# BLOC DE TEXTE
######
En droit canadien, une ordonnance pour outrage au tribunal est avant tout une déclaration qu’une partie a transgressé une ordonnance judiciaire. Par conséquent, une requête pour outrage au tribunal ne peut être réduite à un moyen de faire pression sur un débiteur défaillant ou d’être indemnisé d’un préjudice.

 

 

[69]           De même, dans l'affaire Wanderingspirit (précitée, au paragraphe 35), les demandeurs souhaitaient que l'amende infligée soit égale au montant qui aurait été puisé dans les comptes de la Première Nation de Salt River (la PNSR) pour l'émission de chèques contrairement aux ordonnances de la Cour. La juge Snider a, au paragraphe 8, rejeté cette approche au motif que la peine infligée en cas d'outrage civil ne visait pas à permettre aux demandeurs de recouvrer des sommes qu'ils estimaient avoir été effectivement volées à la PNSR. La peine devrait servir à rétablir la réputation de la Cour et à dissuader les auteurs de l'outrage d'enfreindre d'autres ordonnances à l'avenir.

 

[70]           L'Institut a toutefois reconnu que, dans les cas où il est impossible pour les auteurs de l'outrage de se conformer à l'ordonnance initiale, il existe des jurisprudences qui permettent au juge de première instance d'accorder à l'auteur de l'outrage la possibilité de se libérer de sa condamnation pour outrage par d'autres moyens. Ainsi, dans le jugement British Columbia Public School Employers Assoc. v. British Columbia Teachers Federation, 2005 BCSC 1490 [British Columbia Teachers Federation], au paragraphe 24, le juge Brown a souscrit au principe général suivant lequel lorsqu’il condamne à une amende pour outrage en matière civile [traduction] « le juge peut, en imposant des conditions appropriées, permettre à l'auteur de l'outrage de s'acquitter de son amende d'une autre manière, notamment en faisant un don à un organisme de charité ou en offrant à titre gratuit ses services aux personnes qui ont été lésées par l’outrage au tribunal qu’il a commis ».

 

[71]           Cette démarche a été reprise à l’occasion de l'affaire Saskatchewan Health-Care Assn. Le syndicat avait été déclaré coupable d’outrage au tribunal pour avoir déclenché une grève illégale et pour avoir refusé d’obtempérer à une loi ordonnant leur retour au travail. La Cour a condamné le syndicat à une amende de 120 000 $. Cette amende a toutefois été suspendue pour une période de 30 jours pour permettre au syndicat de se libérer de sa condamnation pour outrage en faisant des dons d'environ 120 000 $ à diverses fondations d’hôpitaux de la province.
######
# DONNÉES DE L'EXERCICE
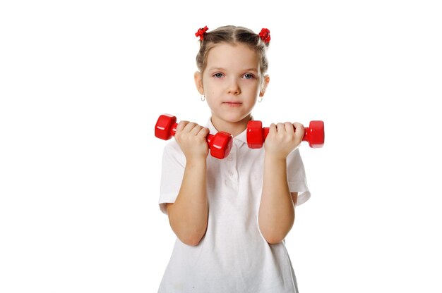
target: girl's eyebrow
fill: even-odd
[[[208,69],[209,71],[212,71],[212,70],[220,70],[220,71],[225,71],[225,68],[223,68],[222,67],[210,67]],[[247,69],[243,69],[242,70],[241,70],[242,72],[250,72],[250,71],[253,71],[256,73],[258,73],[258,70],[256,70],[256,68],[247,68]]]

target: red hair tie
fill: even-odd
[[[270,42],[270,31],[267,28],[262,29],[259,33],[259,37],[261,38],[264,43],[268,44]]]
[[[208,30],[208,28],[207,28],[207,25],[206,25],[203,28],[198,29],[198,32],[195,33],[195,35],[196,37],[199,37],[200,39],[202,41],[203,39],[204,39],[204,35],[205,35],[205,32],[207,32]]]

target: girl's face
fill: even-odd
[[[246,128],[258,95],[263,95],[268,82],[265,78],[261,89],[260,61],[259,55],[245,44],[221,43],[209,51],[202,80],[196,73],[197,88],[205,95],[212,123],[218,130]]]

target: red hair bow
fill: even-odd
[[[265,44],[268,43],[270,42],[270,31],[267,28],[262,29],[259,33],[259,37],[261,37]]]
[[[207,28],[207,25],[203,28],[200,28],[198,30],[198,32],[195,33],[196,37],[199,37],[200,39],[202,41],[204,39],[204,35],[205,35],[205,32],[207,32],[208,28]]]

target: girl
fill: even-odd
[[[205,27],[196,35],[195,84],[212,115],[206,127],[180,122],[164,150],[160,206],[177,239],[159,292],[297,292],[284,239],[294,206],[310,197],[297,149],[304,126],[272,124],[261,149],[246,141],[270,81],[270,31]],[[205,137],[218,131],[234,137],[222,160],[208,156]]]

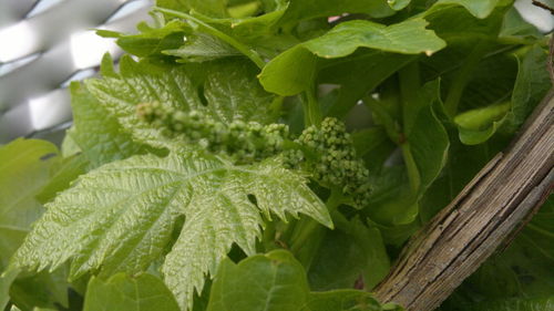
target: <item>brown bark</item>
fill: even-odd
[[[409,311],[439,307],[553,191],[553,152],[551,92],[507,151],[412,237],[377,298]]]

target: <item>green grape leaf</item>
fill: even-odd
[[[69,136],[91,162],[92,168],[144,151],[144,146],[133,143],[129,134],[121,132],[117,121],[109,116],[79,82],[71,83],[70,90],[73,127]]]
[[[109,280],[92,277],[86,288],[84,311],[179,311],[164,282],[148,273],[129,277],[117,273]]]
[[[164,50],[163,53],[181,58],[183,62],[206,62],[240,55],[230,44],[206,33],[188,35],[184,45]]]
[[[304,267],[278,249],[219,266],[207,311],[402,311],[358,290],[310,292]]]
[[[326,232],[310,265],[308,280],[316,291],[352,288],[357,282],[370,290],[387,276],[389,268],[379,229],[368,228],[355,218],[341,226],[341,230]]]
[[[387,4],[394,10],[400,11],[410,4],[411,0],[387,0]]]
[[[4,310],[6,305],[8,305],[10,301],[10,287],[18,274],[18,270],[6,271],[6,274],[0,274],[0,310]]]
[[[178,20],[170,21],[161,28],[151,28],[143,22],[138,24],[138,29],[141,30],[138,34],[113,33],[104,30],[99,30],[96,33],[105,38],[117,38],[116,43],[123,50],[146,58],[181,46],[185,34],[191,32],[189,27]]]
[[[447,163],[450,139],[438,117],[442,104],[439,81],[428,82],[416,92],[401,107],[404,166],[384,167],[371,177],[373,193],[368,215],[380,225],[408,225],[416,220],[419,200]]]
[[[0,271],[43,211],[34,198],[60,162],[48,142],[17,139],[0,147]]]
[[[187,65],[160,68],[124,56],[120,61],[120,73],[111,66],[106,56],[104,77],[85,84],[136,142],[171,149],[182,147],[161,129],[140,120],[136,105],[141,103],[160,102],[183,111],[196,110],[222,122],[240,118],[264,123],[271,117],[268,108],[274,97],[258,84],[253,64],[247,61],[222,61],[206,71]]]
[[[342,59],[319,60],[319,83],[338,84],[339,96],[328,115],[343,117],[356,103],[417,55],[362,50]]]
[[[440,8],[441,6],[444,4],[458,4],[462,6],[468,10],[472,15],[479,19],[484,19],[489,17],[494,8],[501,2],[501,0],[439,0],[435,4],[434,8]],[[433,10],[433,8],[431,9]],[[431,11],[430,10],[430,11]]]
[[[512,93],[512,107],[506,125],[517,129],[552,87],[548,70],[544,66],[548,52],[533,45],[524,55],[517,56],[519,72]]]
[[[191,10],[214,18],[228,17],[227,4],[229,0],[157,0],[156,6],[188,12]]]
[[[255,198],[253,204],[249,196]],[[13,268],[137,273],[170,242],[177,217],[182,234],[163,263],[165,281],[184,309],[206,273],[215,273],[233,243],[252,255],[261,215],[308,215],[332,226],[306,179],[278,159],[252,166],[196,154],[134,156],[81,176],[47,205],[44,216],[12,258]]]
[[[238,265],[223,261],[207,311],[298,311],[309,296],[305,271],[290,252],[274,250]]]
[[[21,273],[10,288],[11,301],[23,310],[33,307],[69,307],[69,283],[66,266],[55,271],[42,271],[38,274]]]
######
# EXERCICES
a) D'après le bloc de texte, à quelle amende la Cour a-t-elle condamné le syndicat dans l'affaire Saskatchewan Health-Care Assn ?
b) Sélectionnez chaque ligne des enregistrements qui contient la chaîne « girl ».

# RÉPONSES PAR TÂCHE
a) Une amende de 120 000 $.

b)
target: girl's eyebrow
target: girl's face
target: girl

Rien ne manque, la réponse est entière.